- EXERCISE PROMPT -
List every line in this data where the string "plastic" occurs.

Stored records
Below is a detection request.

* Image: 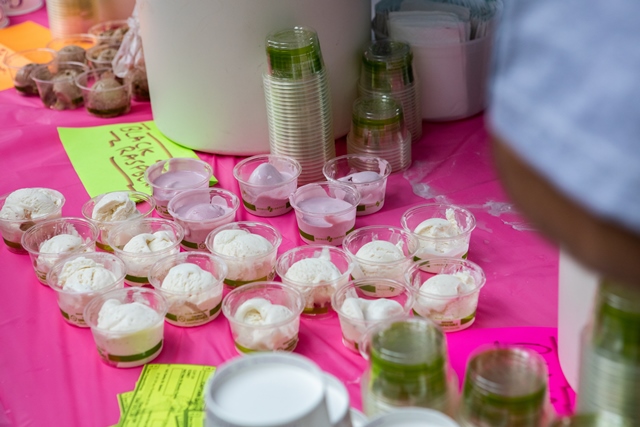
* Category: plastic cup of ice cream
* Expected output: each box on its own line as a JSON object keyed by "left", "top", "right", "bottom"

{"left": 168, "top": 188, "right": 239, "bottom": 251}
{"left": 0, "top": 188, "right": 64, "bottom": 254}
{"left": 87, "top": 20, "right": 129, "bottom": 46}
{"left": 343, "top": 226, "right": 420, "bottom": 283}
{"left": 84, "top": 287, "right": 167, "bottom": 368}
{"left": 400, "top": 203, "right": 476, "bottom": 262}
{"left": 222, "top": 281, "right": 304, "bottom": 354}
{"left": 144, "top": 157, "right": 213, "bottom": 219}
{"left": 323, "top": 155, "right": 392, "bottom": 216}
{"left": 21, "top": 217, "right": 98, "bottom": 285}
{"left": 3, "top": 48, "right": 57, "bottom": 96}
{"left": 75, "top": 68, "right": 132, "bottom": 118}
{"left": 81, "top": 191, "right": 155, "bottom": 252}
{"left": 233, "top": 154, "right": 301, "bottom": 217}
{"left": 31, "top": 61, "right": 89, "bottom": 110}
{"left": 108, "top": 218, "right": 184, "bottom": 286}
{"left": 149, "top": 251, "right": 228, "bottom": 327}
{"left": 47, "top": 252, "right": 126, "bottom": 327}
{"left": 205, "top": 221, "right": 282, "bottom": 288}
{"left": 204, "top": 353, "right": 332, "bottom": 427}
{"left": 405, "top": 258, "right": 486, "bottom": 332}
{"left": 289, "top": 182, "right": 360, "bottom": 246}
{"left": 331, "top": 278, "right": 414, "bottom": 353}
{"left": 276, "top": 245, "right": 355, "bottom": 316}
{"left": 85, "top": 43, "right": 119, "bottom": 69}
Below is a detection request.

--

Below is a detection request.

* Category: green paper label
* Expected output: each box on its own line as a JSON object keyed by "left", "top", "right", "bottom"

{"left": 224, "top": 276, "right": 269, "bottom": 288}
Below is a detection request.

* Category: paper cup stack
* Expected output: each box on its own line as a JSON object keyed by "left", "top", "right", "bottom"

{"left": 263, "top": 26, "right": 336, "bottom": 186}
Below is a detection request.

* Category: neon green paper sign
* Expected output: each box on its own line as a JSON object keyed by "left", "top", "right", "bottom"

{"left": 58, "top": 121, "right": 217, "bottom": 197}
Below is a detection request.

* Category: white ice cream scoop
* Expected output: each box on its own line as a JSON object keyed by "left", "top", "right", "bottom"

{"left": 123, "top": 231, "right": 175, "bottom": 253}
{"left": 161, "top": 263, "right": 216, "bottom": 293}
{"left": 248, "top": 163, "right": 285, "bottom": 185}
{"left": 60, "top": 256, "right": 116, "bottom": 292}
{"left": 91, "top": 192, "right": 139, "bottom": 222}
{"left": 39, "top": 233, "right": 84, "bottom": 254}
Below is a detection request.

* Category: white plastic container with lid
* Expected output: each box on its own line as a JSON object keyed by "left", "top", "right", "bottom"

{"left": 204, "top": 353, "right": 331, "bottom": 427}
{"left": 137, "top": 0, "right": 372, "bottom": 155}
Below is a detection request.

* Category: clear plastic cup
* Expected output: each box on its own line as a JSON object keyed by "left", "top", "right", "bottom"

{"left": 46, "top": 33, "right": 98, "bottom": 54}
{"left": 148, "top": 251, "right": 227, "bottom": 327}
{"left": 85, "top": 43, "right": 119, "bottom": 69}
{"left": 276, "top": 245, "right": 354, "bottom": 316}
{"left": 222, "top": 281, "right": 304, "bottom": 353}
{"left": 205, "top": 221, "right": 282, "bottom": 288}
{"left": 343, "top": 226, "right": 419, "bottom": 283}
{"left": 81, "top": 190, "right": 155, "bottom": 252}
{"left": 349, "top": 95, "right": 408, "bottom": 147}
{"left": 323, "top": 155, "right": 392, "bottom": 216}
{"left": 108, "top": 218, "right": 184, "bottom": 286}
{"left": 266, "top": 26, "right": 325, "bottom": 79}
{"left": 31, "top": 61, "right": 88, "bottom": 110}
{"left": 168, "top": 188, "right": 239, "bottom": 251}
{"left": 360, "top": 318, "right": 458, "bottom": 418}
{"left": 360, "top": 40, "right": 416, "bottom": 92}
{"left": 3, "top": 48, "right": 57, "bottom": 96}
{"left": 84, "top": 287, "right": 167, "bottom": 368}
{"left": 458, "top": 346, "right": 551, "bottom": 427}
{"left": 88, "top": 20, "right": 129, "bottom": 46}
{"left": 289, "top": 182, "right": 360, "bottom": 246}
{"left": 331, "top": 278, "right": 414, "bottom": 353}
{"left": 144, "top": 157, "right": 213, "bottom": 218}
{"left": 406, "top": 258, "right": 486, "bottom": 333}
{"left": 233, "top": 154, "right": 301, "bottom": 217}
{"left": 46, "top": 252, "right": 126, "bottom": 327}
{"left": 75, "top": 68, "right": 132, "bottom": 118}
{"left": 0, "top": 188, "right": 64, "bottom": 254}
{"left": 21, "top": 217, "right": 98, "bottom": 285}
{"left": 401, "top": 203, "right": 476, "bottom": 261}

- EXERCISE ANSWER -
* Category: plastic cup of ice cream
* Category: white plastic container with lid
* Category: clear plastic cup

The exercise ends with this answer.